### Brano:

------------------------------------------------------------

Fino al 2008, una strana statua armata di mazzafrusto campeggiava nel grande parcheggio alla periferia di Stirling, 41 Km a nord-est di Glasgow, all’ombra del colle ricoperto da una fitta foresta di Abbey Craig. Monolitica e dalle proporzioni non perfettamente riuscite, il corpo e la faccia soltanto parzialmente a rilievo, con la bocca spalancata in un silenzioso grido di rabbia o ribellione. Nonché una vaga somiglianza all’attore hollywoodiano Mel Gibson, ulteriormente resa esplicita dalla doppia dicitura, sopra piedistallo e scudo, di “FREEDOM” e “BRAVEHEART”. Oggetto senz’altro curioso, non del tutto privo di un certo fascino naïf, grazie allo stile distintivo dell’artista Tom Church. Eppure in grado di attrarsi, nel corso degli anni a partire dal 1997 della sua creazione, una quantità letteralmente spropositata di proteste tali da sfociare anche nel vandalismo, complice anche la vicinanza dell’Università cittadina. Questo chiaramente, perché per un’opera d’arte pubblica il contesto di collocazione è tutto. E non è mai un’idea molto riuscita quella d’onorare il cinema d’oltreoceano, presso quello che potremmo definire forse il luogo maggiormente sacro di un’intera nazione.

------------------------------------------------------------

### Consegna:
Stabilisci se ciascuna affermazione concorda con il brano sulla statua di Stirling. Rispondi sì o no e riporta testualmente le parole del brano che lo decidono.
(a) La statua si trovava a 41 km a nord-est di Glasgow.
(b) La statua fu realizzata nel 2008.
(c) Sul piedistallo e sullo scudo comparivano le scritte "FREEDOM" e "BRAVEHEART".
Le righe non hanno alcun ruolo in questo esercizio.

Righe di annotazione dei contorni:
------------------------------------------------------------

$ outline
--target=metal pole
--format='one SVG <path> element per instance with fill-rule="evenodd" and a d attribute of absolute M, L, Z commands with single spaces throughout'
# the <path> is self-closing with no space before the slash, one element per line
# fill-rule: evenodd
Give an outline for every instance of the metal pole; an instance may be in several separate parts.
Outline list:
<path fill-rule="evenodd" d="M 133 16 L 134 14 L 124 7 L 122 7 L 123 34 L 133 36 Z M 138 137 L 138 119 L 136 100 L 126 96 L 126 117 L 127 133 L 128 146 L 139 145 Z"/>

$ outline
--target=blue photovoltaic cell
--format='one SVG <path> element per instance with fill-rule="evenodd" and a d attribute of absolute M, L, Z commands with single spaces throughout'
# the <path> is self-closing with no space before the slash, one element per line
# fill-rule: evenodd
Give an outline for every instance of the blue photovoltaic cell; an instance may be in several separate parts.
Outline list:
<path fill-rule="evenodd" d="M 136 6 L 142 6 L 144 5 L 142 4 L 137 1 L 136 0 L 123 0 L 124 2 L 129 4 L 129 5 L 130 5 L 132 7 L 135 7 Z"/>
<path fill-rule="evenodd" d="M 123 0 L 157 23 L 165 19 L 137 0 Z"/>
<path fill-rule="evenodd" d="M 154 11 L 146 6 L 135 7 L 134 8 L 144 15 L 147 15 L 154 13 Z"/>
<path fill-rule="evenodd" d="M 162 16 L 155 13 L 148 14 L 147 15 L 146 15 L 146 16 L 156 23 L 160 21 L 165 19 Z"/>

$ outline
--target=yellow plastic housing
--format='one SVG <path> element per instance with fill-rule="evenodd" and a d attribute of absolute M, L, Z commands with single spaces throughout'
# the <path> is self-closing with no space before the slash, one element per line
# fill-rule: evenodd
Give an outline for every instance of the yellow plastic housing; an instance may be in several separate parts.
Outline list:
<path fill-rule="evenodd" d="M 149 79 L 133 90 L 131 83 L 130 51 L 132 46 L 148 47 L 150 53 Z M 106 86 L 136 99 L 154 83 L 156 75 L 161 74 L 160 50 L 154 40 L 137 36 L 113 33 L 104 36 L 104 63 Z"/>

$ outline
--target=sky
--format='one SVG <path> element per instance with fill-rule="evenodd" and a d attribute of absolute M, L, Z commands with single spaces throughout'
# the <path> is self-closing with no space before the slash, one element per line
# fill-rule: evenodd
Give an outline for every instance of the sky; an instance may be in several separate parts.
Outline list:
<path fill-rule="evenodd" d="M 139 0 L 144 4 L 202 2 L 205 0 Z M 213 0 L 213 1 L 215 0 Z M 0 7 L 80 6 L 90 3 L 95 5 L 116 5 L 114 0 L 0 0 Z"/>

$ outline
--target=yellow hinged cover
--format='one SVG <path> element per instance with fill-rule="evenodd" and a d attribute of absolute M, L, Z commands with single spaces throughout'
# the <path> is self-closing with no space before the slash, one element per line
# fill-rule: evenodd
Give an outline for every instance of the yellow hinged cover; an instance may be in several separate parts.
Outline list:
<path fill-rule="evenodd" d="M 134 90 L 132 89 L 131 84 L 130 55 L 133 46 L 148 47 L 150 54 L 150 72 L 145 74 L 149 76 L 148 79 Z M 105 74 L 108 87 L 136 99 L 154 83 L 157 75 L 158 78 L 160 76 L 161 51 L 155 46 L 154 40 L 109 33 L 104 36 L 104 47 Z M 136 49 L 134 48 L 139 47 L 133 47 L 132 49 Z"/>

------------------------------------------------------------

### Soluzione:
(a) Sì: «41 Km a nord-est di Glasgow».
(b) No: «a partire dal 1997 della sua creazione».
(c) Sì: «sopra piedistallo e scudo, di “FREEDOM” e “BRAVEHEART”».